What is needed —
From the line with "[locate] grass (one" onward, reproduce each line of the entries exactly, ending at the last one, and add nothing.

Information supplied —
•••
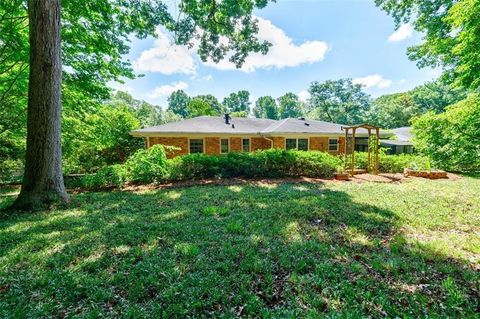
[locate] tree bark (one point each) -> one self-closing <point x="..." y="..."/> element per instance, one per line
<point x="43" y="180"/>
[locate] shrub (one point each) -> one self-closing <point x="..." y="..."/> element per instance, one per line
<point x="110" y="176"/>
<point x="392" y="163"/>
<point x="268" y="163"/>
<point x="147" y="166"/>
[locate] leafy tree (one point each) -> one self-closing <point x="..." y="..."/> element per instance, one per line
<point x="266" y="107"/>
<point x="435" y="96"/>
<point x="393" y="110"/>
<point x="239" y="114"/>
<point x="338" y="101"/>
<point x="148" y="114"/>
<point x="451" y="35"/>
<point x="178" y="103"/>
<point x="289" y="105"/>
<point x="238" y="102"/>
<point x="452" y="138"/>
<point x="213" y="101"/>
<point x="198" y="107"/>
<point x="95" y="37"/>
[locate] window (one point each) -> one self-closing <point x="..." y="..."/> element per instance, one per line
<point x="246" y="145"/>
<point x="224" y="146"/>
<point x="300" y="144"/>
<point x="333" y="144"/>
<point x="291" y="144"/>
<point x="196" y="146"/>
<point x="303" y="144"/>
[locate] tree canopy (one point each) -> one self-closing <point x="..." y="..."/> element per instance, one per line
<point x="338" y="101"/>
<point x="451" y="35"/>
<point x="452" y="138"/>
<point x="238" y="102"/>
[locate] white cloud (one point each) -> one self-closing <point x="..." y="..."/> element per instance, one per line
<point x="404" y="32"/>
<point x="304" y="96"/>
<point x="375" y="80"/>
<point x="166" y="57"/>
<point x="168" y="89"/>
<point x="282" y="53"/>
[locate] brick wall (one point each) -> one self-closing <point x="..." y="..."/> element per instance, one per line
<point x="341" y="145"/>
<point x="318" y="143"/>
<point x="278" y="142"/>
<point x="259" y="143"/>
<point x="212" y="145"/>
<point x="180" y="142"/>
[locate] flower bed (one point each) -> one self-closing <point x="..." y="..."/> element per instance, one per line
<point x="430" y="174"/>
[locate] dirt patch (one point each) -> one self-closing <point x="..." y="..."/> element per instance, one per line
<point x="361" y="178"/>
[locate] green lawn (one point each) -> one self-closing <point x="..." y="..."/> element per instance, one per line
<point x="339" y="250"/>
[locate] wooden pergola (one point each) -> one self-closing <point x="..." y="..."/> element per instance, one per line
<point x="351" y="151"/>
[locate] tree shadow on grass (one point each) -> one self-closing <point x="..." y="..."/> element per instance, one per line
<point x="273" y="250"/>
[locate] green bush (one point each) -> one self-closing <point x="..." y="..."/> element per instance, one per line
<point x="392" y="163"/>
<point x="268" y="163"/>
<point x="147" y="166"/>
<point x="110" y="176"/>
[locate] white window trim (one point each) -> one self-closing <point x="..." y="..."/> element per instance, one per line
<point x="249" y="144"/>
<point x="203" y="145"/>
<point x="333" y="139"/>
<point x="220" y="145"/>
<point x="296" y="142"/>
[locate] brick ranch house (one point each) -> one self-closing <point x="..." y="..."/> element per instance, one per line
<point x="220" y="135"/>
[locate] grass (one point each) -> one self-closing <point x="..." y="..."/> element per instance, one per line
<point x="339" y="250"/>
•••
Solution below —
[locate] grass (one point each) -> one self-closing <point x="..." y="..."/> element per instance, one per line
<point x="339" y="250"/>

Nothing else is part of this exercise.